[Patronat] Robert M. Rynkowski, Komputer Sterna [Dwukropek]
Jakie książki polecać młodszym nastolatkom? W wieku, kiedy wyrastają już z bajek, potrzebują ciekawych, pełnych przygód historii, lecz nie czas jeszcze dla nich na szalone romanse z young adult (tu troszkę upraszczam, wiem)? Myślę, że dobrym pomysłem są właśnie takie powieści, jak te Roberta M. Rynkowskiego. A jeśli spodoba im się Szczęśliwy zegar z Freiburga, już można czekać z przygotowanym Komputerem Sterna.
Troje znanych nam bohaterów - ciemnoskóra Kasia, zmagający się z nadwagą Karol oraz wyróżniająca się fryzurą i ubiorem Jola zwana Jolaką - wyjeżdżają do Warszawy. Jolaka została bowiem zaproszona, by wykonać na Szalonych Dniach Muzyki w towarzystwie zespołu muzycznego Nadzieję, utwór, który nagrała po szalonej przygodzie z zegarem z Freiburga. Tam poznaje inną genialną pianistkę, Basię, która jest jednocześnie laureatką zawodów informatycznych.
Przyjaciele poznają też jej młodszego brata - znanego tiktokera Lorda Jahnky'ego. Zafascynowana nim Kasia niestety szybko przekonuje się, że gwiazdor nie ma czystych intencji. A Karol niekoniecznie musi być zazdrosny.
Pewnego dnia Baśka nagle znika, a przyjaciele postanawiają ją odnaleźć. Wtedy okazuje się, że nic nie jest takie, jak się wydaje, a zagadka w dziwny sposób zdaje się wiązać z historią człowieka z dredami, tajemniczego biznesmena, a przede wszystkim z jedną z prac genialnego wynalazcy z XIX wieku Abrahama Sterna - czyli ze skonstruowaną przez niego maszyną liczącą. Czy to możliwe, że "komputer" Sterna przetrwał do dziś? A jeśli nawet - do czego mógłby być komukolwiek potrzebny.

• Wiersze:
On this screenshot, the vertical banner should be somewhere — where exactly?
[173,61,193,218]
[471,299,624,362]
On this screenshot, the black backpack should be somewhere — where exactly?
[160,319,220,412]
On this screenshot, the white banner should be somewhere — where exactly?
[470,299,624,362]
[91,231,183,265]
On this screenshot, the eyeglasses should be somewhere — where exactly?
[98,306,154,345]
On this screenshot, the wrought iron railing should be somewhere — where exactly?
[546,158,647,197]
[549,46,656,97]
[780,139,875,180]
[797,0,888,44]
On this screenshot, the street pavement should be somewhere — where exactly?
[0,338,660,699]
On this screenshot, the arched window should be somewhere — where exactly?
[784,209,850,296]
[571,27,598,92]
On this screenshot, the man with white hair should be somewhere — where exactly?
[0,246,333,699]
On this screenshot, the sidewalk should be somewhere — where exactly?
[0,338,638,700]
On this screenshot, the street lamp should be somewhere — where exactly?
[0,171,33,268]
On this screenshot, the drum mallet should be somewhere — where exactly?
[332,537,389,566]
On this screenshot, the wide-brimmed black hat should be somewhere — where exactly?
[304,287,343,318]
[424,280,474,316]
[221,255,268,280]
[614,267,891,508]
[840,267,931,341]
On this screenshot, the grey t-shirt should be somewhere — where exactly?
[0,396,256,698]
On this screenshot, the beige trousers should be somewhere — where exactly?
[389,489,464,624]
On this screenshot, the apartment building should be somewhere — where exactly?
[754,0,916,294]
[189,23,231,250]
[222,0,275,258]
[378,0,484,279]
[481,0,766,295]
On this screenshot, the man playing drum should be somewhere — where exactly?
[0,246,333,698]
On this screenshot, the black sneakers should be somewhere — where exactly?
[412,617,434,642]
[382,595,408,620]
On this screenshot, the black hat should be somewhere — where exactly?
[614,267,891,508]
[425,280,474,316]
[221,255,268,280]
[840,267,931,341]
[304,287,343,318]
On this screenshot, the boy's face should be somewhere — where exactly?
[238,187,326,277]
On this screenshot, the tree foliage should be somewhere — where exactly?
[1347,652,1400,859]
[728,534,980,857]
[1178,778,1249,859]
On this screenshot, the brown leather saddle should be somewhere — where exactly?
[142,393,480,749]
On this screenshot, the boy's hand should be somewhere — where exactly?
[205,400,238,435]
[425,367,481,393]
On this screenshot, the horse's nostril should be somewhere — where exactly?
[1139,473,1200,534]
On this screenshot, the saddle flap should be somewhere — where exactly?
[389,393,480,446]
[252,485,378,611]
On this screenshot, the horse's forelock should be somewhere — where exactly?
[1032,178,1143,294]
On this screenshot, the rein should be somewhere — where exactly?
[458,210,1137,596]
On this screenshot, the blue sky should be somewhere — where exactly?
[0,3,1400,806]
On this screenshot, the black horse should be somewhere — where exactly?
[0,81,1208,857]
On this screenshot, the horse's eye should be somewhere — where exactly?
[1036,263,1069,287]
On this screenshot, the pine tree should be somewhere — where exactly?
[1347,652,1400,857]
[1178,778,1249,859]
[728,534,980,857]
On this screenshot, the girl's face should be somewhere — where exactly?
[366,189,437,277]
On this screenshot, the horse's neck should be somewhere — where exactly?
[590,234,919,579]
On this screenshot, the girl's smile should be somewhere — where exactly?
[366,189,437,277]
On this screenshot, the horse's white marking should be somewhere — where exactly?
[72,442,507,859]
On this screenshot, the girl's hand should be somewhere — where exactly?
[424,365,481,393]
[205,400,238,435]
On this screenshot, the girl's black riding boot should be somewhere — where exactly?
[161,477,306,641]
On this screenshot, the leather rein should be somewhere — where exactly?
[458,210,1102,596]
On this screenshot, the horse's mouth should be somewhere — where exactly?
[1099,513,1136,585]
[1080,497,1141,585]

...

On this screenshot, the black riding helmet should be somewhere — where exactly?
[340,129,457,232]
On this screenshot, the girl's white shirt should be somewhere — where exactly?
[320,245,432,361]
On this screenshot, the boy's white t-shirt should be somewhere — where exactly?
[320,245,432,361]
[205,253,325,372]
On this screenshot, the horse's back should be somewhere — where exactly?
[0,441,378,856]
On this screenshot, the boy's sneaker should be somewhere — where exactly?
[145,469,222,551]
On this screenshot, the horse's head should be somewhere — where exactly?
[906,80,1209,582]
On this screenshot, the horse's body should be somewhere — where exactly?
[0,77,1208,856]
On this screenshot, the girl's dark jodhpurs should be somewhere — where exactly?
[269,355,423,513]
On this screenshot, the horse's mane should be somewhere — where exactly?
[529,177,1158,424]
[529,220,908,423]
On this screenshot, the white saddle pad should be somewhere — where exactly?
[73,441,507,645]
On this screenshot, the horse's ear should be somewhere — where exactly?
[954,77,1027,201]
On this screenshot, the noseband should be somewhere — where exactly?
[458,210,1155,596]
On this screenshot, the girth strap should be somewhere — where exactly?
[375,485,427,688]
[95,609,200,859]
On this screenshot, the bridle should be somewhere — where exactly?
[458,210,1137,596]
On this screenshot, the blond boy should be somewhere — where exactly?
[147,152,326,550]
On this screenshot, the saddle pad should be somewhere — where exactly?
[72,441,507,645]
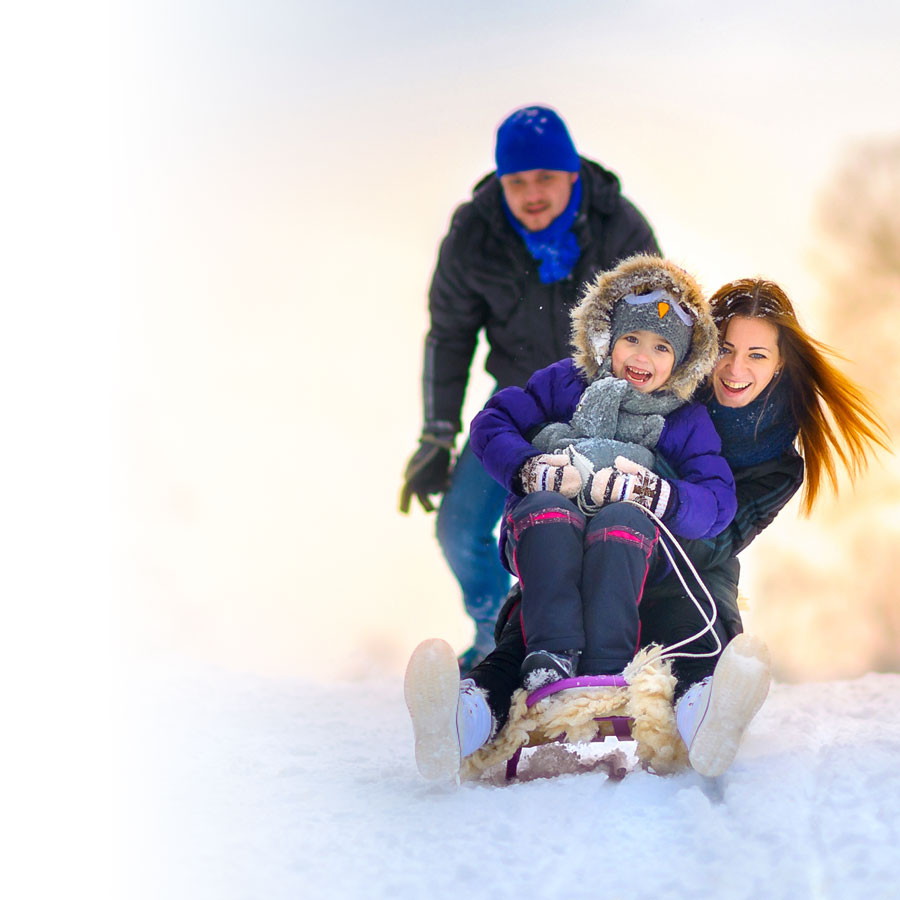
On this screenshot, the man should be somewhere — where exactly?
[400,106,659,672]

• Co zrobić:
A: Przepisz dokładnie fragment tekstu o powieści Komputer Sterna. Zacznij od słów „[Patronat] Robert M.”, a skończ na słowach „przygotowanym Komputerem Sterna.”.
B: Napisz dalszy ciąg tekstu o powieści Komputer Sterna, zaczynając od miejsca po jego ostatnim zdaniu.

• Odpowiedzi do zadań:
A:
[Patronat] Robert M. Rynkowski, Komputer Sterna [Dwukropek]
Jakie książki polecać młodszym nastolatkom? W wieku, kiedy wyrastają już z bajek, potrzebują ciekawych, pełnych przygód historii, lecz nie czas jeszcze dla nich na szalone romanse z young adult (tu troszkę upraszczam, wiem)? Myślę, że dobrym pomysłem są właśnie takie powieści, jak te Roberta M. Rynkowskiego. A jeśli spodoba im się Szczęśliwy zegar z Freiburga, już można czekać z przygotowanym Komputerem Sterna.

B:
Autor ponownie zaprasza nas na spotkanie z trojgiem charakterystycznych bohaterów. Każdy z nastolatków jest unikalny, co z jednej strony jest zaletą, ale wśród rówieśników ich indywidualność bywa powodem do kpin i szykan. Niejeden z czytelników odnajdzie w nich cząstkę siebie. Na szczęście Kasia, Jola i Karol mają siebie, a to dodaje im siły. Wątek tej przyjaźni, której dynamika zmienia się też w pierwsze, nieśmiałe uczucie, jest bardzo ładnie przez autora rozwijany i zdecydowanie jest atutem powieści. Robert R. Rynkowski pokazuje, ile znaczy wzajemne wsparcie i że razem można osiągnąć naprawdę wiele.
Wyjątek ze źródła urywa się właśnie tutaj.